= Set exercise =
Copy out the records word for word, beginning with the first line and going on through the line that contains "<point>444,191</point>", with that line included.

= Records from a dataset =
····················

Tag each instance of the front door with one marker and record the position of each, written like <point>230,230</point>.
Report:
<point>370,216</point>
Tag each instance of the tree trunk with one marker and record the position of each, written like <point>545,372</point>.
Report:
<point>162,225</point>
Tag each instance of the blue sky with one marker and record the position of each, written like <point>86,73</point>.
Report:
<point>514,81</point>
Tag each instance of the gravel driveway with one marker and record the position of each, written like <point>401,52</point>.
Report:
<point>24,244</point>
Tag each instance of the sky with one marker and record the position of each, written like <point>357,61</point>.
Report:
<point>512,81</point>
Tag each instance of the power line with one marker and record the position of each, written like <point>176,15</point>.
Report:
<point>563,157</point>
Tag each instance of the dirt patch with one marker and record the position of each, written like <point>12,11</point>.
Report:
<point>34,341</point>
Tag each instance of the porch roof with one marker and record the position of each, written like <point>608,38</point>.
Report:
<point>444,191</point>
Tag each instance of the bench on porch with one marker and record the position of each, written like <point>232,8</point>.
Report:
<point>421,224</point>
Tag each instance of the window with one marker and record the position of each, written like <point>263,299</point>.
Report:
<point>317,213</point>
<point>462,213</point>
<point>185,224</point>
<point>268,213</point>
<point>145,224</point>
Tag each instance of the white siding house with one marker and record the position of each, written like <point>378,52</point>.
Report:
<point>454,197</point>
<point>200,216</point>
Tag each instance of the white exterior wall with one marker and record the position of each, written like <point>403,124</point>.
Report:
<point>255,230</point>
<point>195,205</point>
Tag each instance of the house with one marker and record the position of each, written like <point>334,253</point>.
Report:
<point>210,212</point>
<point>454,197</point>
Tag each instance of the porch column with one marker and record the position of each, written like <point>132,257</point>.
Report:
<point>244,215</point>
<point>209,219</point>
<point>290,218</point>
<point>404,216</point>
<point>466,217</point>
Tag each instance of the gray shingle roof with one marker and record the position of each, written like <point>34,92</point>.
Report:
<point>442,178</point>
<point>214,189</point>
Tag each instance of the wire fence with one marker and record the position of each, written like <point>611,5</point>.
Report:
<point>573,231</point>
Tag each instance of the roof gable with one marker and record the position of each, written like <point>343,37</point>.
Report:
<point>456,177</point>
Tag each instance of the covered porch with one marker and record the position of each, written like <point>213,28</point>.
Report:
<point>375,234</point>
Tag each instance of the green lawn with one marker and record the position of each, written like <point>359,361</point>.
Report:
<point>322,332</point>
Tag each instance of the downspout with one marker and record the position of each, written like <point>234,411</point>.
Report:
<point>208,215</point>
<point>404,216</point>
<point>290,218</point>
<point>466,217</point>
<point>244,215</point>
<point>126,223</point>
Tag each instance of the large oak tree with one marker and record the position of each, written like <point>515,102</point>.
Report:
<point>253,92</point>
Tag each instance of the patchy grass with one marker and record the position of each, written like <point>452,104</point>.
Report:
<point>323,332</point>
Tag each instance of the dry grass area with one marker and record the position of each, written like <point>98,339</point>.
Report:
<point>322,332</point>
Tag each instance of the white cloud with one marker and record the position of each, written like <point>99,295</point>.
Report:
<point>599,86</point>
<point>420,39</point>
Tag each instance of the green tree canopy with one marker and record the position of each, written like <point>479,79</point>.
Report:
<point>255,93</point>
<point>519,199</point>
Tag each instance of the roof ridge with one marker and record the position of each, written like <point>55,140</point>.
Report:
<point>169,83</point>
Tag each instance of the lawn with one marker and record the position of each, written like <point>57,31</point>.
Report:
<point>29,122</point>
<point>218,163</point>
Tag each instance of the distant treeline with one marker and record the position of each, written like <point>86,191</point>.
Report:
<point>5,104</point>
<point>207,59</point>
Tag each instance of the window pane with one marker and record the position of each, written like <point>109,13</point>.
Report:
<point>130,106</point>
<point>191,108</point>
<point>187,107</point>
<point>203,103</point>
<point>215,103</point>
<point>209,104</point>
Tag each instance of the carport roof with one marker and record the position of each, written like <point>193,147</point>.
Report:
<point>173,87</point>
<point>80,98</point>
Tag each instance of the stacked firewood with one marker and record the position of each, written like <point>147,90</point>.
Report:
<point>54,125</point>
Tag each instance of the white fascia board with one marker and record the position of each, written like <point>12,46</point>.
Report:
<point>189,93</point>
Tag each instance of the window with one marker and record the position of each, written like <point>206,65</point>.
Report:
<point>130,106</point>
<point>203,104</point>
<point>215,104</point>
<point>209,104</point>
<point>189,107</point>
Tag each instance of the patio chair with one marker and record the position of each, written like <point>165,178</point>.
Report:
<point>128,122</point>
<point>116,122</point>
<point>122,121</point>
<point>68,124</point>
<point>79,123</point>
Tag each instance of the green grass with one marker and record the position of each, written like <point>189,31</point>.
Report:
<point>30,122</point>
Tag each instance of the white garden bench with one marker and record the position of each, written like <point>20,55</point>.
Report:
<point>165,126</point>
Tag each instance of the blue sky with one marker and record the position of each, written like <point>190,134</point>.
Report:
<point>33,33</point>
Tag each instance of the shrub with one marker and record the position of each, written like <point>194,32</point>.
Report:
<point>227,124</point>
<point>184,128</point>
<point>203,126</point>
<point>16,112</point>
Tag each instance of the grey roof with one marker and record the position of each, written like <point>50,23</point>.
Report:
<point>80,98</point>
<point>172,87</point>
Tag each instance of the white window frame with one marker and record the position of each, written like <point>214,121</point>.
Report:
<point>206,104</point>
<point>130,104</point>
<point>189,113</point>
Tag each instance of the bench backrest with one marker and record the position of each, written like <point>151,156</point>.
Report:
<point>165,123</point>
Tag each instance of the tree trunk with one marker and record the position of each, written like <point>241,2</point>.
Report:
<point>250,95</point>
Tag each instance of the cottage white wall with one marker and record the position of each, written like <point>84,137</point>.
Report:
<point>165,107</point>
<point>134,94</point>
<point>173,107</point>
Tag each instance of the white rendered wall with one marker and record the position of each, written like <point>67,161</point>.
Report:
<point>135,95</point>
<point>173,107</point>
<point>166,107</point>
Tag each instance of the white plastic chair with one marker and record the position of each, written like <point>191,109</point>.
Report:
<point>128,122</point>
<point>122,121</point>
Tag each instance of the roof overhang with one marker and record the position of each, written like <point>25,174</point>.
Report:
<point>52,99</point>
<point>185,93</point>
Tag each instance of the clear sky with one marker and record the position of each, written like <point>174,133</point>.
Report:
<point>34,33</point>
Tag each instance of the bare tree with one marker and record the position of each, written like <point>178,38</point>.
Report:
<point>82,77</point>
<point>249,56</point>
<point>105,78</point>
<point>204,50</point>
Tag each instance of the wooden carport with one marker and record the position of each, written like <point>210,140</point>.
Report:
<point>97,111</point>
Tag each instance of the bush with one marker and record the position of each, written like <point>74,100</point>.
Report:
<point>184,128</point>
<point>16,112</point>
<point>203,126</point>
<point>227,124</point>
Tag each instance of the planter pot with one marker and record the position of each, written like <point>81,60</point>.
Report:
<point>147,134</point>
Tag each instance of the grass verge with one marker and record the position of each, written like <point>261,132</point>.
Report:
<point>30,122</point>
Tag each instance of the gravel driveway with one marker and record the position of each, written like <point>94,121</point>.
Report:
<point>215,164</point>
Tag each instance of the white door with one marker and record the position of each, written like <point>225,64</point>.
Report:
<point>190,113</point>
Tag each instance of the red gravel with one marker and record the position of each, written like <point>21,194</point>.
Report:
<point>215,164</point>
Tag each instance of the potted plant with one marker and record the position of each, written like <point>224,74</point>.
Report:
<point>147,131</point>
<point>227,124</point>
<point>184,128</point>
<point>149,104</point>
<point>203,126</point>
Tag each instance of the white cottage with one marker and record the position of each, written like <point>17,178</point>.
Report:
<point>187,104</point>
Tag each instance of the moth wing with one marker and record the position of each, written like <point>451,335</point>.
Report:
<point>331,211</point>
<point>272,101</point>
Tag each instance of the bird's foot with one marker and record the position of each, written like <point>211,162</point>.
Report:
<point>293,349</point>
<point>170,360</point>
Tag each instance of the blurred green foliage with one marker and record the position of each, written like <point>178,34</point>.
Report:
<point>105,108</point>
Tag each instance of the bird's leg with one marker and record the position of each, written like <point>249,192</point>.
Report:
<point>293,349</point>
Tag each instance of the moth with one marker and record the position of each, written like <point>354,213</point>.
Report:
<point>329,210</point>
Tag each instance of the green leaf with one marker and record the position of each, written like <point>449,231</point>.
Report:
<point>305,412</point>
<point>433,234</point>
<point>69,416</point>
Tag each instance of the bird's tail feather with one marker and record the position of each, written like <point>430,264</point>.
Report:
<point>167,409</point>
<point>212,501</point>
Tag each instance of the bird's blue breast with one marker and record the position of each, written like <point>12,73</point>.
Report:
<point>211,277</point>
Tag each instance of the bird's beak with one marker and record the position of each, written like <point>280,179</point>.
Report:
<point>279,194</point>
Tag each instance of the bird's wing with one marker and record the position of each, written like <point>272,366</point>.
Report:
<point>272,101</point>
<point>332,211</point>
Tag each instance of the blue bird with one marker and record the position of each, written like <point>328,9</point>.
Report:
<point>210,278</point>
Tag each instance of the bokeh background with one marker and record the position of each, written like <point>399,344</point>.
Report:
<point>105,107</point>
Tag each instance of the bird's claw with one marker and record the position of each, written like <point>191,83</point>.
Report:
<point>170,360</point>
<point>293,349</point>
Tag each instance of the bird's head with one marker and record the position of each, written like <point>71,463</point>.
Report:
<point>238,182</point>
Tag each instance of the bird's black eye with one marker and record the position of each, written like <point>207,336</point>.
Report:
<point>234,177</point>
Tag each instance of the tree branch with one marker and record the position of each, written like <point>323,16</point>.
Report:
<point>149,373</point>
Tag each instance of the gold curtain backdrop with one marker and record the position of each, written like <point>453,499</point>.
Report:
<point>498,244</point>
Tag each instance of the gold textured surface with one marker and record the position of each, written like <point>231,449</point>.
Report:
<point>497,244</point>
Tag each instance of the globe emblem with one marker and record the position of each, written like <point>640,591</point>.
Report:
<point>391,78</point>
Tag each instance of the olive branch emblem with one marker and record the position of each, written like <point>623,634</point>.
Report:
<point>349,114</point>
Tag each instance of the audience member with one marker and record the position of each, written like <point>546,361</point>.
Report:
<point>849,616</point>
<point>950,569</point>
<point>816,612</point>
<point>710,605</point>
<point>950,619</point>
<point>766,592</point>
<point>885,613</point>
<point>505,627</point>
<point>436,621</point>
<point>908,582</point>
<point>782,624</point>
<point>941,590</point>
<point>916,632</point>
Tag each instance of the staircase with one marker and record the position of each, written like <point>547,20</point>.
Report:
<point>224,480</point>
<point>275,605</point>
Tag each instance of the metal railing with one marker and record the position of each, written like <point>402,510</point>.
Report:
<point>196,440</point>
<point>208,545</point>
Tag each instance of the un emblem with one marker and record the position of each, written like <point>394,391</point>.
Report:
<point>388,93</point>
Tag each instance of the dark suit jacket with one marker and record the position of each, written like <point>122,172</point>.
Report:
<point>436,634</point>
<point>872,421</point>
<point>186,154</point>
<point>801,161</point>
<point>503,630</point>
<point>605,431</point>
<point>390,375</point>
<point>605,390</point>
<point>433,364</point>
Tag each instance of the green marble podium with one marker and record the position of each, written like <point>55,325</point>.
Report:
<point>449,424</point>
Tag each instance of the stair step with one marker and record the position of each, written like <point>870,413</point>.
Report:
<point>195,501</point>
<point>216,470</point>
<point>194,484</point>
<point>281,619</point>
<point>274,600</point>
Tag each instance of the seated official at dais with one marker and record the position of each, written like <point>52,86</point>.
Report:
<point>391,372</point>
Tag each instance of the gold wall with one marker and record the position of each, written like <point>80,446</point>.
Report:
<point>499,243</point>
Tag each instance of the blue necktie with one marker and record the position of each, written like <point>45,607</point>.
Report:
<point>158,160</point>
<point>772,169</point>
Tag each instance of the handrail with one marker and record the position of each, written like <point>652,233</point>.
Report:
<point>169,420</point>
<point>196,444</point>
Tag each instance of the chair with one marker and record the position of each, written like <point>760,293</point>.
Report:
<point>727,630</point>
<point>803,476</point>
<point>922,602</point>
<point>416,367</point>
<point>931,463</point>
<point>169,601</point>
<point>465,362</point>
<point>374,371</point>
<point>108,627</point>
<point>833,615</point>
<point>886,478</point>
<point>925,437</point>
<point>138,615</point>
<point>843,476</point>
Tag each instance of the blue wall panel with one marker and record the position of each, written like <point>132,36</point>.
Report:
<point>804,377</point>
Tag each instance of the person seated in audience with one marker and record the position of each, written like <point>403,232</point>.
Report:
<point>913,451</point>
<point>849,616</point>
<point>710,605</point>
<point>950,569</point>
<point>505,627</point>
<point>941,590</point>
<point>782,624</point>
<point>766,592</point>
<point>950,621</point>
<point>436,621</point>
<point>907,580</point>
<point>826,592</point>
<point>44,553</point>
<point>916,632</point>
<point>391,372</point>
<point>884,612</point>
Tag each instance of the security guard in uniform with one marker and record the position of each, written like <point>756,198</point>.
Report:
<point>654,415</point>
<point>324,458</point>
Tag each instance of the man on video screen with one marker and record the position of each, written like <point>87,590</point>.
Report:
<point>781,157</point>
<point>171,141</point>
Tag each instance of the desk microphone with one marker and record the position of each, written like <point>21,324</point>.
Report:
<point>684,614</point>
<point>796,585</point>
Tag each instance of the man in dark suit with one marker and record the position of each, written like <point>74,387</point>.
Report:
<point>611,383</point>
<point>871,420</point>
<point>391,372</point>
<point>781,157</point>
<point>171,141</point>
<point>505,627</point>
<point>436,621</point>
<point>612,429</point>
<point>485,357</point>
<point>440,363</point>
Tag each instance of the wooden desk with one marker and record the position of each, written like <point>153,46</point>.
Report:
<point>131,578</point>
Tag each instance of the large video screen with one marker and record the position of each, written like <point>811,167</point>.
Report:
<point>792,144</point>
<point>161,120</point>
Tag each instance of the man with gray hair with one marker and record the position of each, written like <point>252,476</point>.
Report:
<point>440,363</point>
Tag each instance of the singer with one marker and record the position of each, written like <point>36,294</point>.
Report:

····················

= Full answer =
Tag each instance of the front door with one marker and record the position of each, written like <point>230,230</point>.
Report:
<point>370,216</point>
Tag each instance of the tree trunk with one marker and record the position of each, written like <point>545,372</point>.
Report:
<point>162,225</point>
Tag each instance of the blue sky with one marker and record the position of each, written like <point>86,73</point>.
Report:
<point>514,81</point>
Tag each instance of the gravel driveway with one marker and record the position of each, written like <point>401,52</point>.
Report:
<point>24,244</point>
Tag each instance of the sky with one marker and record the position of each, written like <point>357,61</point>.
Report:
<point>512,81</point>
Tag each instance of the power line with one marker and record the position of each, written like <point>176,15</point>.
Report:
<point>563,157</point>
Tag each instance of the dirt patch with one marker and record the position of each, written like <point>12,11</point>.
Report:
<point>34,341</point>
Tag each instance of the porch roof with one marker and record the position of each, written like <point>608,38</point>.
Report:
<point>444,191</point>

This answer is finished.